>> begin TEXT SHOWN

I recently went through a brand identity consultation process this fall, along with a website creation process over the winter, and got on top of my social media marketing strategies and tools. All of these processes were useful, practical, and helpful. I’ve shared what I know with those of my clients for whom entrepreneurship has become the next step in their career transition.
And, the truth is, the magic pill to our professional success as women – tips and tricks, solutions, information, theory, business advice, that “je ne sais quoi” of the scent of success – has a lot more to do with dismantling the internalization of patriarchy and misogyny than anything else.
No amount of business or life advice has saved me from the harder, deeper, more nebulous and internal work of knowing I am more than enough in and of myself to serve my mission.
The best business advice that I could offer: get into the business of liberation. Allow the potency of who you authentically are – and your own acceptance of yourself – grow and create success for you.
Oh, just that you say?
Culture is where what we want is located. It’s where success as we define it lives in real-time (as opposed to in our heads and hearts only). And dominant culture says that ambition is masculine and, therefore, not feminine (see this TEDtalk on unconscious bias, despite ourselves, most if not all of us believe that ambition is a male trait – take an implicit association test to find out). So, being an ambitious female is counter to our belief system and, therefore, to our identities as women. Our unconscious does not allow “woman” and “ambitious” in the same space at the same time without a whole lot of conflicting internal beliefs. And, that makes getting what we want uncomfortable, scary, and difficult (often doubly true for women of colour and LGBTQ women): because to achieve what we want means stepping out of being a “woman,” and becoming… something taboo and transgressive instead.

>> end TEXT SHOWN

EXERCISES:
**A.** From the essay on women and ambition, reproduce the passage that opens with the words containing "The best business" and closes with "success for you.".
**B.** Pick out each line of the records that includes the string "woman".

>> begin EXTRACTED DATA

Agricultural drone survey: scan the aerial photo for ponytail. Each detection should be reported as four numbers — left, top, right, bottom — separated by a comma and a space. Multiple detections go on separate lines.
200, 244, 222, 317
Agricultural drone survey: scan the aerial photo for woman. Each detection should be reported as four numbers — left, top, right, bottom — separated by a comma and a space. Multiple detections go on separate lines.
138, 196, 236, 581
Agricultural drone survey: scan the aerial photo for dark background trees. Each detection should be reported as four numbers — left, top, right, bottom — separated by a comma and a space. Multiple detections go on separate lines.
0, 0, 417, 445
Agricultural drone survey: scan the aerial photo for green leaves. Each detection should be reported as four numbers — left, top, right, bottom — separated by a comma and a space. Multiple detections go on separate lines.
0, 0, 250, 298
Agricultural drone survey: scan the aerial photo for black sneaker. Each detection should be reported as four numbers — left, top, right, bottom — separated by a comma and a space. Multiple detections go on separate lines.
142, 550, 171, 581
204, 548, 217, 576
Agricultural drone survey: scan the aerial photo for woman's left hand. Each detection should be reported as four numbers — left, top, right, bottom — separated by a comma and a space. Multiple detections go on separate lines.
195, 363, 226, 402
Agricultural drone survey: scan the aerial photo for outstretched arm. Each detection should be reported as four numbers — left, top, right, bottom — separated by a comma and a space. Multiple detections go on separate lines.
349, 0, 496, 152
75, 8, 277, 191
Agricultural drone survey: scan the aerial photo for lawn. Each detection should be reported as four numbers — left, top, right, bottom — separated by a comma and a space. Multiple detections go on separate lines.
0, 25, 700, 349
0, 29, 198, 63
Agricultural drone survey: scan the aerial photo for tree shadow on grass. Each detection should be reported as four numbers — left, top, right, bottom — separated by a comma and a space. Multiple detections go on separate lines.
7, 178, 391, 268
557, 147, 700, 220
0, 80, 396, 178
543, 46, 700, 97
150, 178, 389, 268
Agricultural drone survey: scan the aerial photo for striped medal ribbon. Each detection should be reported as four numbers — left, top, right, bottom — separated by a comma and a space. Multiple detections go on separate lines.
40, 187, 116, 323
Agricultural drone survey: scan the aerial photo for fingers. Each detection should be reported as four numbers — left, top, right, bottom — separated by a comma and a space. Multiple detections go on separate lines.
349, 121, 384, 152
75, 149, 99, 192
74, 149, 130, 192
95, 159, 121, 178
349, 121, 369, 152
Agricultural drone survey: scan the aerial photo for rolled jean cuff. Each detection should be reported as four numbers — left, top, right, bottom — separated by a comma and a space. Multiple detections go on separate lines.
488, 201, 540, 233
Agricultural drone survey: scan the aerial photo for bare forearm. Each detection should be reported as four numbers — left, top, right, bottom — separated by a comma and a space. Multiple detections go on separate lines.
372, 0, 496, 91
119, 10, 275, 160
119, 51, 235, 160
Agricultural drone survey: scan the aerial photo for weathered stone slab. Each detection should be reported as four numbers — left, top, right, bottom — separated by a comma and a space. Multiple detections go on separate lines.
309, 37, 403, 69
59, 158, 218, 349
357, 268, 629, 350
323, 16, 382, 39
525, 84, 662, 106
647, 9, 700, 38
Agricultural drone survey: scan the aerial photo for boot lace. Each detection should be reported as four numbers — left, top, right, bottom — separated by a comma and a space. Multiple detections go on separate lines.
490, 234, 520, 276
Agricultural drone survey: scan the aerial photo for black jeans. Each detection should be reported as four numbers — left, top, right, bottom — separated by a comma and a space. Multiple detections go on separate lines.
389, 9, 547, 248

>> end EXTRACTED DATA

THE SOLUTIONS:
**A.**
The best business advice that I could offer: get into the business of liberation. Allow the potency of who you authentically are – and your own acceptance of yourself – grow and create success for you.

**B.**
Agricultural drone survey: scan the aerial photo for woman. Each detection should be reported as four numbers — left, top, right, bottom — separated by a comma and a space. Multiple detections go on separate lines.
Agricultural drone survey: scan the aerial photo for woman's left hand. Each detection should be reported as four numbers — left, top, right, bottom — separated by a comma and a space. Multiple detections go on separate lines.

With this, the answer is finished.